# [SOURCE PASSAGE]
” Standing on launch at 9000 feet above sea level at Frisco Peak in south central Utah, it is one hundred degrees Fahrenheit and I’m sweating in my thick fleece, gore tex flight suit, thick mittens, boots and full faced helmet. It’s hot! Probably one hundred and twenty degrees inside all of this gear. ‘Come on thermals’ , I plead to myself, ‘please give me a good cycle or even a decent one before I faint.’ I can only tolerate all of this heat because I know in 15 or 20 minutes I will be freezing at 18,000 feet above sea level and the extra clothing will be necessary for survival.”
This is what it is like as we prepare to launch for a cross country paragliding flight, the pinnacle of the sport of paragliding.
It all starts with training flights at smaller, safer sites like The Point of the Mountain near Salt Lake City, Utah. This site, with three hundred flying days per year and smooth laminar air, makes for one of the safest training and experience gathering sites in the world.
A typical training program begins with learning how to control the wing while standing on the ground. It’s like being hooked onto a big stunt kite with your body. This “kiting” is a safe and quick training technique, that enables pilots to understand what is happening with the wing and how to accurately keep it overhead, or going in the direction they want. It is also great fun. From there one moves on to small flights that in time get bigger and bigger. Most of us are accustomed to getting into rooms (planes) that pick us up and transport us from one destination to another. Having our feet just gracefully “lift” off the ground is an experience that human beings have never had before. It is quite exhilarating!

# [DATA ROWS]
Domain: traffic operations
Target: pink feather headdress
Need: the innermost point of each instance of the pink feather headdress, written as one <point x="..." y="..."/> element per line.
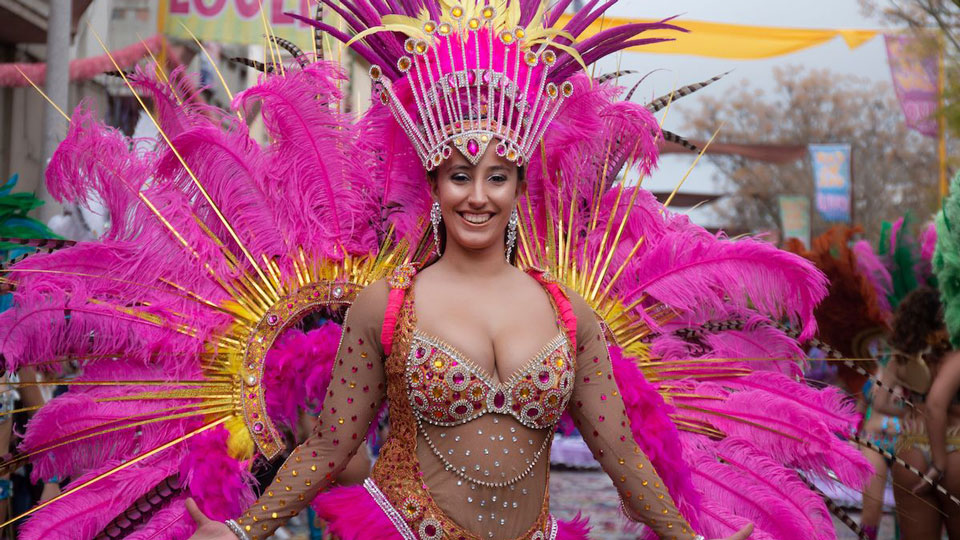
<point x="467" y="75"/>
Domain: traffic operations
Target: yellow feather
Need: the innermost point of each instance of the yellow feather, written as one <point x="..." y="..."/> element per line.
<point x="412" y="31"/>
<point x="239" y="443"/>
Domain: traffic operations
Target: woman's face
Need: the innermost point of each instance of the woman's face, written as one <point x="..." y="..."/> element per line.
<point x="476" y="200"/>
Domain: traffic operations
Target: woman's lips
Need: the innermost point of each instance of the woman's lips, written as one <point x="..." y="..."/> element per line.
<point x="476" y="218"/>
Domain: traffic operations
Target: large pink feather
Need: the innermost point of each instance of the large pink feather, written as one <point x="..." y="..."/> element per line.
<point x="655" y="433"/>
<point x="316" y="165"/>
<point x="770" y="496"/>
<point x="82" y="515"/>
<point x="170" y="523"/>
<point x="76" y="414"/>
<point x="686" y="272"/>
<point x="299" y="367"/>
<point x="221" y="485"/>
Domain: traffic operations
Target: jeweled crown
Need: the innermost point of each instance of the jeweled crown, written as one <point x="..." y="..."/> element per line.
<point x="468" y="81"/>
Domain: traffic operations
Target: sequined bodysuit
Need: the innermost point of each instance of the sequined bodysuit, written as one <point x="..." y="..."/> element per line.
<point x="467" y="456"/>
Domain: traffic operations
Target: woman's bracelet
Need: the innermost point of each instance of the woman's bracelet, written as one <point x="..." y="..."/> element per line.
<point x="236" y="529"/>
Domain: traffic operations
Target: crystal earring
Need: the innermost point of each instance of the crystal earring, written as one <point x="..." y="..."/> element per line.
<point x="512" y="232"/>
<point x="435" y="217"/>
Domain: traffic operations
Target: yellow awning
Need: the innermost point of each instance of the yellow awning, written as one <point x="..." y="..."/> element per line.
<point x="721" y="40"/>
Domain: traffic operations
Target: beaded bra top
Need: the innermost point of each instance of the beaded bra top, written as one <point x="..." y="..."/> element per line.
<point x="447" y="389"/>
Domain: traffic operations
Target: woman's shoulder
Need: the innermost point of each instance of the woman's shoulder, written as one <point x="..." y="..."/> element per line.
<point x="371" y="302"/>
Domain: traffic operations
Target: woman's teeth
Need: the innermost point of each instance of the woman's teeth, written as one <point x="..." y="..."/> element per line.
<point x="477" y="219"/>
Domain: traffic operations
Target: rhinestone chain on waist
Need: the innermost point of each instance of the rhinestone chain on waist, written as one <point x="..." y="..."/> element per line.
<point x="462" y="473"/>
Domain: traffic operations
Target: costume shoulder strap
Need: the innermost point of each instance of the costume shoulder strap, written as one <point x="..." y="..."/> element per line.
<point x="400" y="281"/>
<point x="561" y="300"/>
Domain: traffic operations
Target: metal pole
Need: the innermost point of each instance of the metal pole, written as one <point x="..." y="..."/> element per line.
<point x="57" y="87"/>
<point x="942" y="126"/>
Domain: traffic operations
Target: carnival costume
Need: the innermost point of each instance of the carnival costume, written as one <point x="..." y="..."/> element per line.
<point x="670" y="354"/>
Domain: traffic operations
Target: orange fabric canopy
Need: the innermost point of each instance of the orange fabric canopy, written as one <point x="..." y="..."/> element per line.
<point x="735" y="41"/>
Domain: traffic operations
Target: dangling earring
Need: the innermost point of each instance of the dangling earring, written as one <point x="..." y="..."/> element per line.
<point x="435" y="217"/>
<point x="512" y="232"/>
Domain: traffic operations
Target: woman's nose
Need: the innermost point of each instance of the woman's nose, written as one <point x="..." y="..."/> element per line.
<point x="478" y="194"/>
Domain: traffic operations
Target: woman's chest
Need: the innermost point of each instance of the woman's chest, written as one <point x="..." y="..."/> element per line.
<point x="445" y="387"/>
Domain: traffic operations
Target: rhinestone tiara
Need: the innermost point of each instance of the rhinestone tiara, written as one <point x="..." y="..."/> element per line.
<point x="467" y="83"/>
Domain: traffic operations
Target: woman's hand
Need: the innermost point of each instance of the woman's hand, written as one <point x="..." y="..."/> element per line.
<point x="207" y="529"/>
<point x="742" y="534"/>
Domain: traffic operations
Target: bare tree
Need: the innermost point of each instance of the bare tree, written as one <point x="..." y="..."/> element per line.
<point x="895" y="169"/>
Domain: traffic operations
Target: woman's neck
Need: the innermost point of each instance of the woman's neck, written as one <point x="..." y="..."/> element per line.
<point x="482" y="263"/>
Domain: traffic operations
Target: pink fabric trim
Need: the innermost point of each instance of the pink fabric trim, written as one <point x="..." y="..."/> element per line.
<point x="351" y="513"/>
<point x="576" y="529"/>
<point x="390" y="319"/>
<point x="563" y="304"/>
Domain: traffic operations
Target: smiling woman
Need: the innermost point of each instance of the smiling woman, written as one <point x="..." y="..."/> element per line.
<point x="476" y="203"/>
<point x="543" y="289"/>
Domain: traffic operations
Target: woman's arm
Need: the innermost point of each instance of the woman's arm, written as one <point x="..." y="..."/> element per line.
<point x="942" y="392"/>
<point x="352" y="402"/>
<point x="599" y="414"/>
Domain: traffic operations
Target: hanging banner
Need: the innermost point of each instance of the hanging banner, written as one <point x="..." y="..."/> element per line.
<point x="832" y="180"/>
<point x="916" y="81"/>
<point x="236" y="21"/>
<point x="795" y="218"/>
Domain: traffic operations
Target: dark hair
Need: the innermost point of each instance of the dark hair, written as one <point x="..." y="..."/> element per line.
<point x="432" y="176"/>
<point x="919" y="314"/>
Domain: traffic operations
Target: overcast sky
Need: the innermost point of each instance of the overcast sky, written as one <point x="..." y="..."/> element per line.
<point x="869" y="60"/>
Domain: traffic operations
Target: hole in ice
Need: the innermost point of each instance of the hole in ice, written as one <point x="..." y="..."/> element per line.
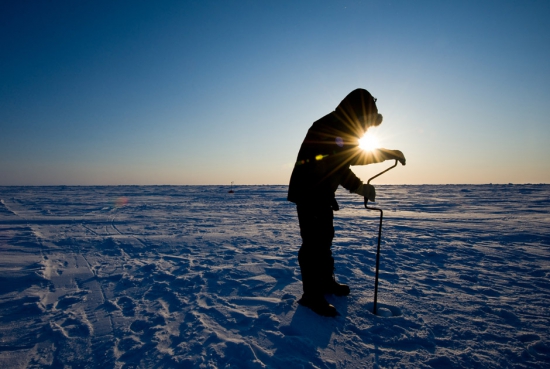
<point x="384" y="310"/>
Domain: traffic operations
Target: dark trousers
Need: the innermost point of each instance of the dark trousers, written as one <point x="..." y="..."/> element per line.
<point x="315" y="255"/>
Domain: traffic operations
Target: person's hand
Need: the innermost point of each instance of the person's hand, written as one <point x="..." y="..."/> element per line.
<point x="393" y="154"/>
<point x="398" y="155"/>
<point x="366" y="190"/>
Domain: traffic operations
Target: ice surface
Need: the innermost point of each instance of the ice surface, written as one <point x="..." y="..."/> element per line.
<point x="194" y="277"/>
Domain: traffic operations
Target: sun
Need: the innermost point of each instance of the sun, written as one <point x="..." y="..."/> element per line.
<point x="368" y="142"/>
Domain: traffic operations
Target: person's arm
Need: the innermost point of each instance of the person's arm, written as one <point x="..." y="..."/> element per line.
<point x="377" y="156"/>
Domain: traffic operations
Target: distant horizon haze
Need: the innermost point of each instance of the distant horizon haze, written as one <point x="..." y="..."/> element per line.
<point x="210" y="92"/>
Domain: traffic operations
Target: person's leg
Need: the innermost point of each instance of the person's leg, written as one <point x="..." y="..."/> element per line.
<point x="315" y="256"/>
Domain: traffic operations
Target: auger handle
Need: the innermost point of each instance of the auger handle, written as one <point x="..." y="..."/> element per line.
<point x="379" y="174"/>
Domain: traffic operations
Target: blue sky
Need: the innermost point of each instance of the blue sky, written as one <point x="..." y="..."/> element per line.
<point x="210" y="92"/>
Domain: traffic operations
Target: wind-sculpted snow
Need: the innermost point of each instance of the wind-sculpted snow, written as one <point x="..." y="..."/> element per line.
<point x="195" y="277"/>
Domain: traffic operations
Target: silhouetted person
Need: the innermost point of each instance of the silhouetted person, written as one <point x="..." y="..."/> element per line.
<point x="329" y="149"/>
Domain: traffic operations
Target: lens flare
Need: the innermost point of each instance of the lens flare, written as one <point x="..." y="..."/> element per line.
<point x="368" y="142"/>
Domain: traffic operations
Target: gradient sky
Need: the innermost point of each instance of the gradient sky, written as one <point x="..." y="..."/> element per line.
<point x="210" y="92"/>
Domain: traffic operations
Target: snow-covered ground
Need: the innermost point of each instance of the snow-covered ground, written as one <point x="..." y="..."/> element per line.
<point x="195" y="277"/>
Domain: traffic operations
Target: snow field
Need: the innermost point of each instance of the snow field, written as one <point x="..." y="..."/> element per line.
<point x="194" y="277"/>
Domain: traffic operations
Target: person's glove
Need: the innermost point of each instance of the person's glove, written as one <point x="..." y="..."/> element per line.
<point x="393" y="154"/>
<point x="366" y="190"/>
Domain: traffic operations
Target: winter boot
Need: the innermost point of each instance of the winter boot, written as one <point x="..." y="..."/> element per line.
<point x="319" y="305"/>
<point x="335" y="288"/>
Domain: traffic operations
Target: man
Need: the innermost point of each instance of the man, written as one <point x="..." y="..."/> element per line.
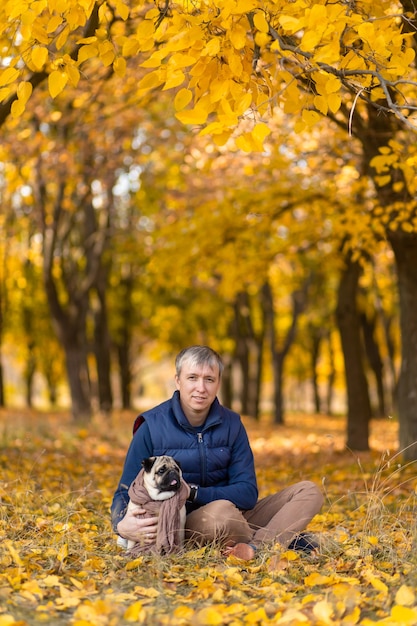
<point x="211" y="444"/>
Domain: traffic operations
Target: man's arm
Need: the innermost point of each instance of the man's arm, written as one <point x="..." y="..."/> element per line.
<point x="139" y="449"/>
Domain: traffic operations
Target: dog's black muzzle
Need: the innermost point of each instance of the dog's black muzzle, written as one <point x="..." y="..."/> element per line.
<point x="171" y="481"/>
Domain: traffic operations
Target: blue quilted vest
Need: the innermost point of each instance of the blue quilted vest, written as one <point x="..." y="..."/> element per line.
<point x="204" y="452"/>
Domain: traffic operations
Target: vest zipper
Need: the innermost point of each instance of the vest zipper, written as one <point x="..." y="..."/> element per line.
<point x="202" y="458"/>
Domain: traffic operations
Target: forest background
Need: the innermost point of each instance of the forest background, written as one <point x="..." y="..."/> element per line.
<point x="237" y="173"/>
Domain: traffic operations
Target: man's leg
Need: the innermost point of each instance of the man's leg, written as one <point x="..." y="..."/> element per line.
<point x="219" y="520"/>
<point x="281" y="516"/>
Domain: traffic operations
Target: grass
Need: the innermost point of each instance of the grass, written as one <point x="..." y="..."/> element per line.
<point x="59" y="563"/>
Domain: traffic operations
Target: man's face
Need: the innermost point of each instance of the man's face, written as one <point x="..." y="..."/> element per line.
<point x="198" y="386"/>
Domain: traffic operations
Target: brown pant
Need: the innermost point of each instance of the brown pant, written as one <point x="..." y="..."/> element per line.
<point x="279" y="517"/>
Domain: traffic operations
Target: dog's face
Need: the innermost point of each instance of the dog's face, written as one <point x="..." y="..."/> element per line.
<point x="162" y="476"/>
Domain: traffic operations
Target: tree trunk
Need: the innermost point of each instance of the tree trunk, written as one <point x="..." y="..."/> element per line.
<point x="375" y="360"/>
<point x="78" y="376"/>
<point x="125" y="375"/>
<point x="331" y="377"/>
<point x="405" y="249"/>
<point x="30" y="369"/>
<point x="102" y="349"/>
<point x="348" y="318"/>
<point x="316" y="339"/>
<point x="278" y="355"/>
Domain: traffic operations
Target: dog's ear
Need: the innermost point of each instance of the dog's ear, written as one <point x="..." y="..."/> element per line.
<point x="148" y="464"/>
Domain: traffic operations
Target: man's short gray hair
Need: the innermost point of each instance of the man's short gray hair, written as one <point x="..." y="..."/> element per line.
<point x="199" y="355"/>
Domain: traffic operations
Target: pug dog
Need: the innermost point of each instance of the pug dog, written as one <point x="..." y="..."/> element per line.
<point x="160" y="480"/>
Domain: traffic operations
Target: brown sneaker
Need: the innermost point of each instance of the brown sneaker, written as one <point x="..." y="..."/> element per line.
<point x="243" y="551"/>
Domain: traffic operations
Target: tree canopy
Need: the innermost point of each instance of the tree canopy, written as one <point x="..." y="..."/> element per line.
<point x="138" y="120"/>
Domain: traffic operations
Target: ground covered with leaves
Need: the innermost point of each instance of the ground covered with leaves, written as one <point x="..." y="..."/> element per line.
<point x="59" y="563"/>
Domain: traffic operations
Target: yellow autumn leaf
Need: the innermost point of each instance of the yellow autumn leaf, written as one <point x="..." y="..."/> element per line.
<point x="17" y="109"/>
<point x="237" y="37"/>
<point x="321" y="104"/>
<point x="119" y="66"/>
<point x="323" y="611"/>
<point x="39" y="56"/>
<point x="182" y="99"/>
<point x="212" y="47"/>
<point x="243" y="104"/>
<point x="193" y="116"/>
<point x="122" y="9"/>
<point x="62" y="553"/>
<point x="318" y="18"/>
<point x="245" y="142"/>
<point x="179" y="60"/>
<point x="61" y="40"/>
<point x="145" y="29"/>
<point x="260" y="22"/>
<point x="404" y="615"/>
<point x="290" y="24"/>
<point x="376" y="582"/>
<point x="405" y="596"/>
<point x="174" y="79"/>
<point x="310" y="117"/>
<point x="184" y="613"/>
<point x="334" y="102"/>
<point x="134" y="613"/>
<point x="13" y="552"/>
<point x="9" y="75"/>
<point x="317" y="579"/>
<point x="148" y="592"/>
<point x="53" y="23"/>
<point x="150" y="81"/>
<point x="73" y="74"/>
<point x="24" y="91"/>
<point x="209" y="617"/>
<point x="106" y="53"/>
<point x="39" y="33"/>
<point x="244" y="6"/>
<point x="87" y="52"/>
<point x="56" y="82"/>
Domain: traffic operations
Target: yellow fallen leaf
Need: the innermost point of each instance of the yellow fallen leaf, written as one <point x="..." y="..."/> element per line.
<point x="403" y="615"/>
<point x="148" y="592"/>
<point x="323" y="610"/>
<point x="209" y="617"/>
<point x="134" y="613"/>
<point x="405" y="596"/>
<point x="317" y="579"/>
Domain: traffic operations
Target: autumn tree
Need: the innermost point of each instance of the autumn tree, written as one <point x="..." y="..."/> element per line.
<point x="232" y="64"/>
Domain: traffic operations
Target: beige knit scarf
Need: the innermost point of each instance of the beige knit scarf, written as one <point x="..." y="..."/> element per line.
<point x="168" y="538"/>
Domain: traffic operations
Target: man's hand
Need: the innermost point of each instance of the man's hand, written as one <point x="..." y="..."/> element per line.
<point x="135" y="528"/>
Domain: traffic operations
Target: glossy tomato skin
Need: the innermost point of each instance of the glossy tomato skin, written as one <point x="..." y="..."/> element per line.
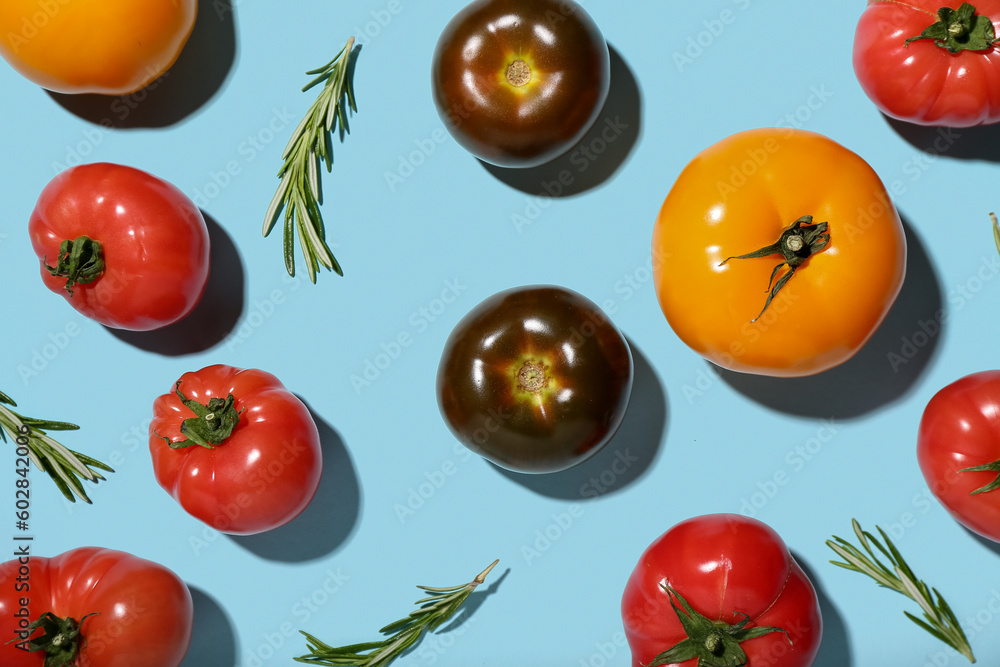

# [PROBLEM]
Duplicate the part of the paragliding passage starting with "It all starts" and going on through "in the world.".

# [RESPONSE TO THE TASK]
It all starts with training flights at smaller, safer sites like The Point of the Mountain near Salt Lake City, Utah. This site, with three hundred flying days per year and smooth laminar air, makes for one of the safest training and experience gathering sites in the world.